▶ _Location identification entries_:

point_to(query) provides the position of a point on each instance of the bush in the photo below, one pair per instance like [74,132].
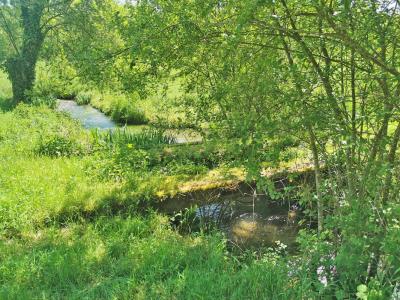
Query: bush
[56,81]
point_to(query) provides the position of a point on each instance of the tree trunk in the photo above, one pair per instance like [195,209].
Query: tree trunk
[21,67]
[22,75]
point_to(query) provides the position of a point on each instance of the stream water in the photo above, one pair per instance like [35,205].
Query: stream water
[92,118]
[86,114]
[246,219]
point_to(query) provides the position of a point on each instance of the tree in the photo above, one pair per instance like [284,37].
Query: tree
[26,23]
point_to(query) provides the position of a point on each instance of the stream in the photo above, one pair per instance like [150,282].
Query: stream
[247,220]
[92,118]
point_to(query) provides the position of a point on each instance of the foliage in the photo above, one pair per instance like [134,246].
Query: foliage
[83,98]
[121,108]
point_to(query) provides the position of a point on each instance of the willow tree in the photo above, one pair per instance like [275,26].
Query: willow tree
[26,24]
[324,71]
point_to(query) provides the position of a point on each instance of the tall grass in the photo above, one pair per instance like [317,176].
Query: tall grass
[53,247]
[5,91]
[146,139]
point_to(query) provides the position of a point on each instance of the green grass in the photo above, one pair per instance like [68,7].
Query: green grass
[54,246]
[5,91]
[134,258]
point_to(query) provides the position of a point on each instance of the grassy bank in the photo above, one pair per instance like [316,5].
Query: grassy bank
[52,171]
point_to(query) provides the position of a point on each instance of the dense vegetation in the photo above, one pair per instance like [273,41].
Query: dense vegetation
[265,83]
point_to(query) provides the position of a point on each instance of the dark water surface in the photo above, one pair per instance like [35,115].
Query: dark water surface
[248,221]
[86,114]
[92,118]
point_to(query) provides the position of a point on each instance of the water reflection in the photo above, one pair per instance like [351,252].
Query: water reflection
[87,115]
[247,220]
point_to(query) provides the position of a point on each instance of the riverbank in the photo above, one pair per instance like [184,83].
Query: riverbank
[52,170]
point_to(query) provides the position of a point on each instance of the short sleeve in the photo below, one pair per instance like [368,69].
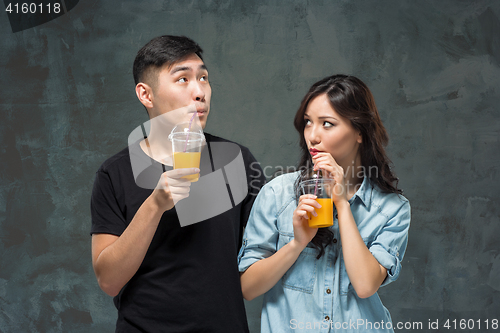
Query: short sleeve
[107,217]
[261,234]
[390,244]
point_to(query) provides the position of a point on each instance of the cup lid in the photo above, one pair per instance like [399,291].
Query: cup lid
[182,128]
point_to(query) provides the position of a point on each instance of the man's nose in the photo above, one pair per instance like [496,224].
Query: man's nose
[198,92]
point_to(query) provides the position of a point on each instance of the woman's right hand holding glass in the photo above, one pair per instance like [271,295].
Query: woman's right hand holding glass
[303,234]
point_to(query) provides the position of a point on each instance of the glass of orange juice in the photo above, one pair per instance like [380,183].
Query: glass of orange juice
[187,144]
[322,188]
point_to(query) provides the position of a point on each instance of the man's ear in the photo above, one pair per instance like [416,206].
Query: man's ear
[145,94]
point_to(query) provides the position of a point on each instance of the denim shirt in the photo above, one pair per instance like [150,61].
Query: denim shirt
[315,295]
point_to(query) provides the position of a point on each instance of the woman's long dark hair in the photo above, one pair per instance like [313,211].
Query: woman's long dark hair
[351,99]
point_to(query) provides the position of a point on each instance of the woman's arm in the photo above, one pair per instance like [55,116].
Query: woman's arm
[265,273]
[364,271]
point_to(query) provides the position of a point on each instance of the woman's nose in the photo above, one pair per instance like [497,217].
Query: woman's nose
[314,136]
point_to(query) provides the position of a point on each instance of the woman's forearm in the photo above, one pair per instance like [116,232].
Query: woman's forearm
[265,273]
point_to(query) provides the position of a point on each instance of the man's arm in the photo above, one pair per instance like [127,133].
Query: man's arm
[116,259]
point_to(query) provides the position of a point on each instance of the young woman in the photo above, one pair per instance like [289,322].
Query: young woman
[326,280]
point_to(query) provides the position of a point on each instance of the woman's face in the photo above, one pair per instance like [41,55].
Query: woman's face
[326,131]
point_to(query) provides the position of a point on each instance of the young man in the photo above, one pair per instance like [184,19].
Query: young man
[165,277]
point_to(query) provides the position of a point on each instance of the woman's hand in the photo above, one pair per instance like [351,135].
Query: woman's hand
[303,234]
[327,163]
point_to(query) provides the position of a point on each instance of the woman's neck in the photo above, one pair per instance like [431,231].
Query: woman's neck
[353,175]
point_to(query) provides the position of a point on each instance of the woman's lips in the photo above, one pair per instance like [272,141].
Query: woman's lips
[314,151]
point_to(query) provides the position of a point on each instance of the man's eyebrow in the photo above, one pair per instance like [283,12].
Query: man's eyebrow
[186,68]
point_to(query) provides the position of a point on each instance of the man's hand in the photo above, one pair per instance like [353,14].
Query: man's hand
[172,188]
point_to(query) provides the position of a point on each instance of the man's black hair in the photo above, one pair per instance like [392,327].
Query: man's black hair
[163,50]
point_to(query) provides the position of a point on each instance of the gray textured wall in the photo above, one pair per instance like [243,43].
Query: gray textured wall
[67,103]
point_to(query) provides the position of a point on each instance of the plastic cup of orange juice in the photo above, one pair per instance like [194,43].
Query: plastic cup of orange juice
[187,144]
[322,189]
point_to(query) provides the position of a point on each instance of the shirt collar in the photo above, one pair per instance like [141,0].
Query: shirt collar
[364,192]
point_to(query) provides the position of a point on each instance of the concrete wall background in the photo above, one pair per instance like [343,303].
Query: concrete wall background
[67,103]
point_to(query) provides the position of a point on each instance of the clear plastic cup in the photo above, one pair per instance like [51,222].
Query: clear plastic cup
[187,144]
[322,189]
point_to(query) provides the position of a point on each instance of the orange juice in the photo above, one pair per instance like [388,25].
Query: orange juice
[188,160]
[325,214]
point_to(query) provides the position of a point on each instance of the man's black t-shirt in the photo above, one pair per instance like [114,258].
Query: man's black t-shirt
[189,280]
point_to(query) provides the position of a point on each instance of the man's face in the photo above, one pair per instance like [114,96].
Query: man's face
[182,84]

---

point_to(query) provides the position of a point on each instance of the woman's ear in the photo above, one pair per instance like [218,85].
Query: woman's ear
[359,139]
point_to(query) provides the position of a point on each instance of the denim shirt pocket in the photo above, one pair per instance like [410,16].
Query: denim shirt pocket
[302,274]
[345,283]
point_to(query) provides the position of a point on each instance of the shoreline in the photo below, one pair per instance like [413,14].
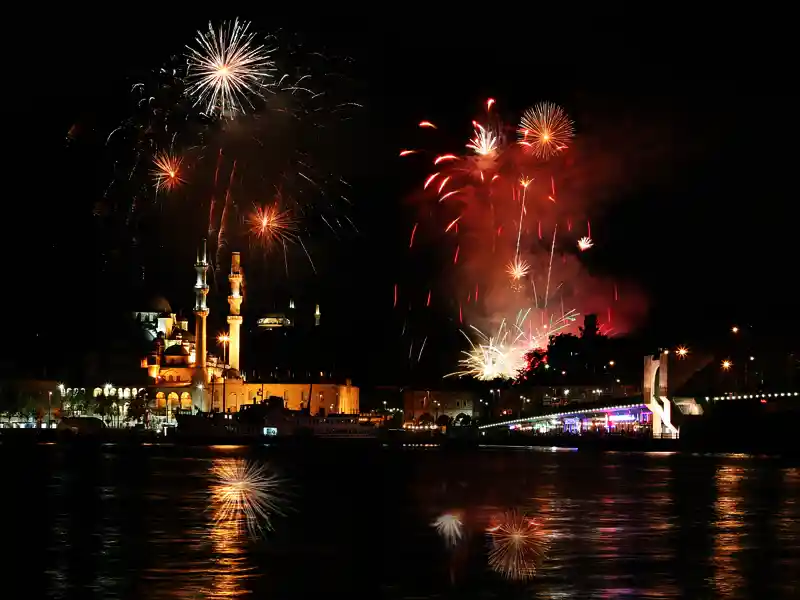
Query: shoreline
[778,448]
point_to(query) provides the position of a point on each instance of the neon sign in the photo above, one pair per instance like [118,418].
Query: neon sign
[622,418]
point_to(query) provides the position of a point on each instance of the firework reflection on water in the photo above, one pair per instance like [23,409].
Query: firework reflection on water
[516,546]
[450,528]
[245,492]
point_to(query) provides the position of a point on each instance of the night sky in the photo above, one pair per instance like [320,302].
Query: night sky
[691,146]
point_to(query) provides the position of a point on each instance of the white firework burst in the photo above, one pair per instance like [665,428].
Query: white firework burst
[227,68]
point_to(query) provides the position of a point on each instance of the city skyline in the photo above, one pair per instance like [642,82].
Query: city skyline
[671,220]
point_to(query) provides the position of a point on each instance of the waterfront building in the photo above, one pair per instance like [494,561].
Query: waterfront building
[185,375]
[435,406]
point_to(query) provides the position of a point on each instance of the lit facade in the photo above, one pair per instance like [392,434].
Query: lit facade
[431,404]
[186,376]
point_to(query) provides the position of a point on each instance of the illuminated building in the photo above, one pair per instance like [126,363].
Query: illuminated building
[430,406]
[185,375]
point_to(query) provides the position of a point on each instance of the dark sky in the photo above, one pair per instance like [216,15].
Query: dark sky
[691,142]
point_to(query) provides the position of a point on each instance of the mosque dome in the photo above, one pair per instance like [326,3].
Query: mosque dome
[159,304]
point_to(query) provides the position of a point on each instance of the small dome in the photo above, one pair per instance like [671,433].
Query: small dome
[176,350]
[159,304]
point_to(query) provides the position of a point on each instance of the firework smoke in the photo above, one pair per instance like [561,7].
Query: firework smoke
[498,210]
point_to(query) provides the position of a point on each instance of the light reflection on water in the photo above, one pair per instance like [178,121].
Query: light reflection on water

---

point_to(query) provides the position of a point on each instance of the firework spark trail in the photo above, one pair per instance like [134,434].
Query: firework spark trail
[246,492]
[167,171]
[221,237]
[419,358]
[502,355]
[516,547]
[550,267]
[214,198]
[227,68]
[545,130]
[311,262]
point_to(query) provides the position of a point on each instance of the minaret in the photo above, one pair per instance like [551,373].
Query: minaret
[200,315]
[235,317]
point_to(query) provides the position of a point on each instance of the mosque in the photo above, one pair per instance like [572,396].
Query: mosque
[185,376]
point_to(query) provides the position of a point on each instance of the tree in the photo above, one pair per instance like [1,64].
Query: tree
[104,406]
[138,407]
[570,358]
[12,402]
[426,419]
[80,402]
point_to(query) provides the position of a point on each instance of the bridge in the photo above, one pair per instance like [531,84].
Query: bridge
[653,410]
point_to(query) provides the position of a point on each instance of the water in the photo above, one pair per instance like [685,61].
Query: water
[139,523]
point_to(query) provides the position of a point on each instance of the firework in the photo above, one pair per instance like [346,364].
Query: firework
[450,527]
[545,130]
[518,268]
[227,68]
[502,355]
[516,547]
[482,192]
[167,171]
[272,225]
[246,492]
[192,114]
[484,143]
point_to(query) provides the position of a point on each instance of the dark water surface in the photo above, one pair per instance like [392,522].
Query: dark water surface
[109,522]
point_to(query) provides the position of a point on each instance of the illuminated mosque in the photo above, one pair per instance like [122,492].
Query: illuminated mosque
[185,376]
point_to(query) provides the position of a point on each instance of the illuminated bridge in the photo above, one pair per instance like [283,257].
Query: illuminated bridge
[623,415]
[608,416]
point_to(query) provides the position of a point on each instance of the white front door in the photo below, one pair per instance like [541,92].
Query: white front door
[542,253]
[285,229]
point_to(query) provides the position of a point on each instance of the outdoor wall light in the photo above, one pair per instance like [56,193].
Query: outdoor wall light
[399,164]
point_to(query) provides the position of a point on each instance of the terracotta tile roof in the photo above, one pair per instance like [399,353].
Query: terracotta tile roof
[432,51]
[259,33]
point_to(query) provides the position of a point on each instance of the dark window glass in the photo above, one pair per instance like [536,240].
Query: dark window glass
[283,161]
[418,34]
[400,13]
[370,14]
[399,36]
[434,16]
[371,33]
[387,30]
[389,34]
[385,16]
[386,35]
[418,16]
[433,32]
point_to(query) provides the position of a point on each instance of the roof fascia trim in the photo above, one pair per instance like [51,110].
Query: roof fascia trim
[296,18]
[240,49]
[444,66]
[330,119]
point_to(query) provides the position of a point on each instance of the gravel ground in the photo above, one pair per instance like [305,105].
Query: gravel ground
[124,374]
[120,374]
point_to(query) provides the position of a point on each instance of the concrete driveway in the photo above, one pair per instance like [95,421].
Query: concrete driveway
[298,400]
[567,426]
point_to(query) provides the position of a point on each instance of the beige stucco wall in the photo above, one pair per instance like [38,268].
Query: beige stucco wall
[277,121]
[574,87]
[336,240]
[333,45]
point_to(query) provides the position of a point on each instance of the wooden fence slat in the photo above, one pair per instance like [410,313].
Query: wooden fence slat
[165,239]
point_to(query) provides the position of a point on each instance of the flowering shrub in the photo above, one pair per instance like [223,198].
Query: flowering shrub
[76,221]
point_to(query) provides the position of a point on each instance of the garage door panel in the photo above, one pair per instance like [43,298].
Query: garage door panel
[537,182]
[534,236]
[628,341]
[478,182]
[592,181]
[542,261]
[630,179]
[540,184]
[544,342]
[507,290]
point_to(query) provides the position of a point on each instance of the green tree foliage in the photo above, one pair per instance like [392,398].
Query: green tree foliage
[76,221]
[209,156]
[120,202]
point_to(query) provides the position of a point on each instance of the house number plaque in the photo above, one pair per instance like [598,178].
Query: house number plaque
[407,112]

▶ _Problem details_: Please collect every line in the entries above that contains the word "flowering".

▶ _Worked solution_:
point_to(query) provides the position of a point on each instance of the flowering shrub in the photo above, one pair per instance like [223,198].
Query: flowering shrub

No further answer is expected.